HOW TO COMPLETE THIS TASK
Below is a listing. Set down exactly the lines from the one containing "Where can the tree trunk bark" through the one containing "Target: elderly man", both ends included, and leave out the rest.

(Beginning of RAW DATA)

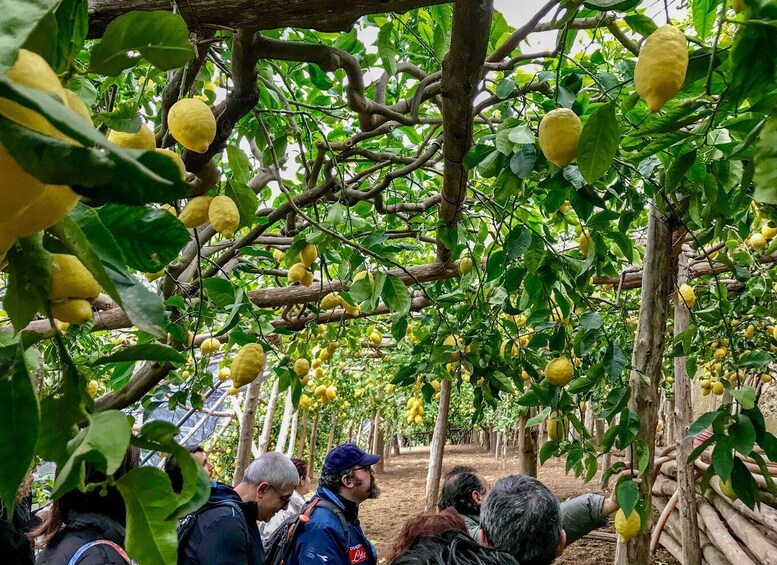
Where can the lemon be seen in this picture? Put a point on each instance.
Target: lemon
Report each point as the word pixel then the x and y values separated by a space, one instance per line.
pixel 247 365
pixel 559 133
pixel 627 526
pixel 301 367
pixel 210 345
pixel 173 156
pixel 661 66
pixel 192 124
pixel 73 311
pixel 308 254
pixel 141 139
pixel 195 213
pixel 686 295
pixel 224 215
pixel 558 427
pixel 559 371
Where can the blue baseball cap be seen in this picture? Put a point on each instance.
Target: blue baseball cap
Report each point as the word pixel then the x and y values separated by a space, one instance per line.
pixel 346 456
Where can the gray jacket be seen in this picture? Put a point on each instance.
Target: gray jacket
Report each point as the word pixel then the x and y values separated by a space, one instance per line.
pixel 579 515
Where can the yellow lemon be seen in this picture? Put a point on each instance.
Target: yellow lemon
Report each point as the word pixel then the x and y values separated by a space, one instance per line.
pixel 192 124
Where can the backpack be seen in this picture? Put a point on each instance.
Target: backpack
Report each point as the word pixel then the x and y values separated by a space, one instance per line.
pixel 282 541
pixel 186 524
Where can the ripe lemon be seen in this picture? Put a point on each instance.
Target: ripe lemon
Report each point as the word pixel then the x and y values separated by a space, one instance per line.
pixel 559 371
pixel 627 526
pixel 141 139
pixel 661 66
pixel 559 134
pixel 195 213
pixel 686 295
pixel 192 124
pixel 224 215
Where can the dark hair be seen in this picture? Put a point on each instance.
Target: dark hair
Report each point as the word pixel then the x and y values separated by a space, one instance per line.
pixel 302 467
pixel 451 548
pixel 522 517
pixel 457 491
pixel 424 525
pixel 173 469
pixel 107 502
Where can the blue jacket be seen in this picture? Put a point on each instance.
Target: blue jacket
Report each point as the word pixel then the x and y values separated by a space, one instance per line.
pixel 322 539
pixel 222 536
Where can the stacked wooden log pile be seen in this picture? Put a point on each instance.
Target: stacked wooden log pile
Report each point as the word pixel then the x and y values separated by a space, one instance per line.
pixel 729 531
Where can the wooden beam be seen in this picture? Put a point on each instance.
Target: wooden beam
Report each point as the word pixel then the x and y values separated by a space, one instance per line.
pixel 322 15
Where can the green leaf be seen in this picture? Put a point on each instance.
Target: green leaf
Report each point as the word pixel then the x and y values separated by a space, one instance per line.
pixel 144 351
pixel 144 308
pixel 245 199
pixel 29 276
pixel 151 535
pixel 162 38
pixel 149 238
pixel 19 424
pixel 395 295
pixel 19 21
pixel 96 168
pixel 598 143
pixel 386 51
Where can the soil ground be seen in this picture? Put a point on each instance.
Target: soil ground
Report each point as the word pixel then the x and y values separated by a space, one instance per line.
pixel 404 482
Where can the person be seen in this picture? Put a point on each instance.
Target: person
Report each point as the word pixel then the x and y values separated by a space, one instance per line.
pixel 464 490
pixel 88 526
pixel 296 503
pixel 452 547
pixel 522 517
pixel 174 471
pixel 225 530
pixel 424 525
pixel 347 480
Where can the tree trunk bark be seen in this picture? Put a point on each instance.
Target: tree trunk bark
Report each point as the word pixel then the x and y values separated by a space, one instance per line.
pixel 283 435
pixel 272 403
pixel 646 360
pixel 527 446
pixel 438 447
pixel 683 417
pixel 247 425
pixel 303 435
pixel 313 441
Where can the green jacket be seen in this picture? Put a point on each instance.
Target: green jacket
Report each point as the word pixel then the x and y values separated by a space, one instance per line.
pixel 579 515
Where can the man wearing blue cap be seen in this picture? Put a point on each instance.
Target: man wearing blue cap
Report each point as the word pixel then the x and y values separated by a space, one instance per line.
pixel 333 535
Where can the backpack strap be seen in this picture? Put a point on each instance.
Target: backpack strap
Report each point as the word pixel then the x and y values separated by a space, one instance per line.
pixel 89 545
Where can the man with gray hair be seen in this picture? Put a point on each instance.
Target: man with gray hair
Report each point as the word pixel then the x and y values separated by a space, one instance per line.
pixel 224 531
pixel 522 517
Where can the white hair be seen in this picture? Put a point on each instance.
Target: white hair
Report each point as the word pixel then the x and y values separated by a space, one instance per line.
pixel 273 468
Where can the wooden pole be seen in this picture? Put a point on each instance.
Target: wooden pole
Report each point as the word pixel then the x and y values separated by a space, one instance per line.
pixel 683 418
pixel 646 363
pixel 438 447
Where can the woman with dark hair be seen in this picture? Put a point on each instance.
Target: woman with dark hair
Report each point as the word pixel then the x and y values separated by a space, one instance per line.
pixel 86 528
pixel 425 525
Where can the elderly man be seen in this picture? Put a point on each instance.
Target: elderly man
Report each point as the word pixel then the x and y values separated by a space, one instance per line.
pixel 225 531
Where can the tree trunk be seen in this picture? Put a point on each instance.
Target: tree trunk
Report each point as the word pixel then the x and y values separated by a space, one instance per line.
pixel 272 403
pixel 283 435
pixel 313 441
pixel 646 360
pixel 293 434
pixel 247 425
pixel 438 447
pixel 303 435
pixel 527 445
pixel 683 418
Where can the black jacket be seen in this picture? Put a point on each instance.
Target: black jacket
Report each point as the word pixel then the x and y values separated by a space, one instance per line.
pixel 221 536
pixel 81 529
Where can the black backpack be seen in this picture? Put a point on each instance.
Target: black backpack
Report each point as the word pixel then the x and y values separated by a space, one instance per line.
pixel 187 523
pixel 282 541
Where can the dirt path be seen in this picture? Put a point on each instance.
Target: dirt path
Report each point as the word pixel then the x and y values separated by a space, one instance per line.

(End of RAW DATA)
(Beginning of RAW DATA)

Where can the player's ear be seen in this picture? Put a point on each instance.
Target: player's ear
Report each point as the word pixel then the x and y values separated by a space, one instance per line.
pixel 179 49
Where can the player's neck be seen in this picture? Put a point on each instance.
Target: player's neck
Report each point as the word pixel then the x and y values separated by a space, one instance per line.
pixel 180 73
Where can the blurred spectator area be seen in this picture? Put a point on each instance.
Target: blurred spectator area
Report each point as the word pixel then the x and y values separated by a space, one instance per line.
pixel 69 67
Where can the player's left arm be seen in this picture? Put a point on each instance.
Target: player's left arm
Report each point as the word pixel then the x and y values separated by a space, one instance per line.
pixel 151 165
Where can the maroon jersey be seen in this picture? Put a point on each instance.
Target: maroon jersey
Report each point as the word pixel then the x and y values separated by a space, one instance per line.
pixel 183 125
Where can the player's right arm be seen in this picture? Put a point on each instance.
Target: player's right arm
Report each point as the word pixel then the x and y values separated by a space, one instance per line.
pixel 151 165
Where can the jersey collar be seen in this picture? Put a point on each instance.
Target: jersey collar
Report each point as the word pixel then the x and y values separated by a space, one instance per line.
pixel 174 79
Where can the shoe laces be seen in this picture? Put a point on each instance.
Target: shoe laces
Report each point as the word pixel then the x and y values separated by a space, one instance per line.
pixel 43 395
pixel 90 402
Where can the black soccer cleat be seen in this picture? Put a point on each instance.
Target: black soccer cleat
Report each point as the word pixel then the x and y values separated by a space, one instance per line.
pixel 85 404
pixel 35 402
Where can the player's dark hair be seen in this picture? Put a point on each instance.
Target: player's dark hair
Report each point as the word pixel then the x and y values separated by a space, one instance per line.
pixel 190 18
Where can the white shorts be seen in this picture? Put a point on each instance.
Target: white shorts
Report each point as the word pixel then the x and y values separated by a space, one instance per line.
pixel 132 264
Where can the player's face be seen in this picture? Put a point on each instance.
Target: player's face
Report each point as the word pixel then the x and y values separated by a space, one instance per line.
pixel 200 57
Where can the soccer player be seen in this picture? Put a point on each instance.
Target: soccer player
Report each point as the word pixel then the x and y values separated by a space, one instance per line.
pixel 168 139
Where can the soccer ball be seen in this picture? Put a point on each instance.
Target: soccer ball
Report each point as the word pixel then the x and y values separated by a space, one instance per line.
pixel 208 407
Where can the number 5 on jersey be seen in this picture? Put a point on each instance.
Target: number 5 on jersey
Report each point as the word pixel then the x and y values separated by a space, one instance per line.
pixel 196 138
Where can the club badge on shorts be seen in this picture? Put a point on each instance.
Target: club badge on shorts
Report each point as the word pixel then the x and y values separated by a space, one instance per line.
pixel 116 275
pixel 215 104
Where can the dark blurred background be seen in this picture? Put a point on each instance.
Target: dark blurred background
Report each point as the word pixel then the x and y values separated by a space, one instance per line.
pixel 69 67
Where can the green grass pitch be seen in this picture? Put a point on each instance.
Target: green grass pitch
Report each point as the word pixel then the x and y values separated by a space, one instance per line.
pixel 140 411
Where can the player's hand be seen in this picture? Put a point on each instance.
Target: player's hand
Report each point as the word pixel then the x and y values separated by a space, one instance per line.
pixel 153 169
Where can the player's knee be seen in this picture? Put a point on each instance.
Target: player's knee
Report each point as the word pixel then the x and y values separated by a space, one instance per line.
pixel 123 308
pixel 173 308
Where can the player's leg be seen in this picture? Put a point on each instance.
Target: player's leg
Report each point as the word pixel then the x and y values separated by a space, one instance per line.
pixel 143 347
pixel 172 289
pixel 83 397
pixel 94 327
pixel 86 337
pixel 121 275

(End of RAW DATA)
(Beginning of RAW DATA)

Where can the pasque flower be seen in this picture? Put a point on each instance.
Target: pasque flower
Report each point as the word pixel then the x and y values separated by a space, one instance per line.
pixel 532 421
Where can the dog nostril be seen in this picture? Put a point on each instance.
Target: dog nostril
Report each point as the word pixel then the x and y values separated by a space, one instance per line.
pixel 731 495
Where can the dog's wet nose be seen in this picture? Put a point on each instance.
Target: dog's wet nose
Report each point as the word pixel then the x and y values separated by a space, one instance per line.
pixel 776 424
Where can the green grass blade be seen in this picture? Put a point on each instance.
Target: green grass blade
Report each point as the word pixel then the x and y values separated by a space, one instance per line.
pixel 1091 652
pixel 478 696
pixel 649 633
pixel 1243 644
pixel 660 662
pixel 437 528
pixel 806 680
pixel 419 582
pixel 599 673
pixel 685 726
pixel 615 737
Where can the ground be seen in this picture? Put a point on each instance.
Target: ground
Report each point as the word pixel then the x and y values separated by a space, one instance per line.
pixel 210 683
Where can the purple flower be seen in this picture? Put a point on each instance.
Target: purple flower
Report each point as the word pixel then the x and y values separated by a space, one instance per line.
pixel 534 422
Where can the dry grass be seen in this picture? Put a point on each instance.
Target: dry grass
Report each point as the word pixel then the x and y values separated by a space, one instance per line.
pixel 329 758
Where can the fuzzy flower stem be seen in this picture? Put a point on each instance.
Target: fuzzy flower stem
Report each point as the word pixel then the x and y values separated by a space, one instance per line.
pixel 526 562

(End of RAW DATA)

YOUR SOLUTION
Where can the tree trunk bark be seen in this picture? Put a point on each instance.
Target: tree trunk bark
Report each point as the word pixel then the x and y values separated by a space, one instance per line.
pixel 283 435
pixel 272 403
pixel 646 360
pixel 527 446
pixel 438 447
pixel 683 417
pixel 247 425
pixel 303 435
pixel 313 441
Where can the green jacket be seen in this picture? Put a point on each instance.
Target: green jacket
Report each point as the word pixel then the x and y values separated by a space, one instance per line.
pixel 579 515
Where can the man wearing blue cap be seen in this picture? Put a point on each instance.
Target: man wearing blue cap
Report each point as the word pixel then the x and y values separated by a space, one instance per line.
pixel 333 535
Where can the backpack strap be seen in this picture? Put a point on each instance.
Target: backpack strap
Report each point as the word pixel then the x and y values separated by a space, one instance per line.
pixel 89 545
Where can the man with gray hair be seen in this picture? Put a point on each instance.
Target: man with gray hair
Report each point as the word pixel then the x and y values separated by a space, one instance per line.
pixel 224 531
pixel 522 517
Where can the white hair be seen in this picture? Put a point on each instance.
Target: white hair
Report each point as the word pixel then the x and y values separated by a space, one instance per line.
pixel 273 468
Where can the wooden pole be seen in this picture? Put a point on each instance.
Target: wooden pole
Report each point as the word pixel then the x and y values separated by a space, one instance per line.
pixel 683 418
pixel 646 363
pixel 438 447
Where can the woman with dark hair be seen in this picture? Put a point on each instance.
Target: woman with dark hair
Report each point as the word pixel then the x and y values separated by a space, one instance per line.
pixel 86 528
pixel 425 525
Where can the elderly man be seen in this picture? Put a point on each instance.
Target: elderly man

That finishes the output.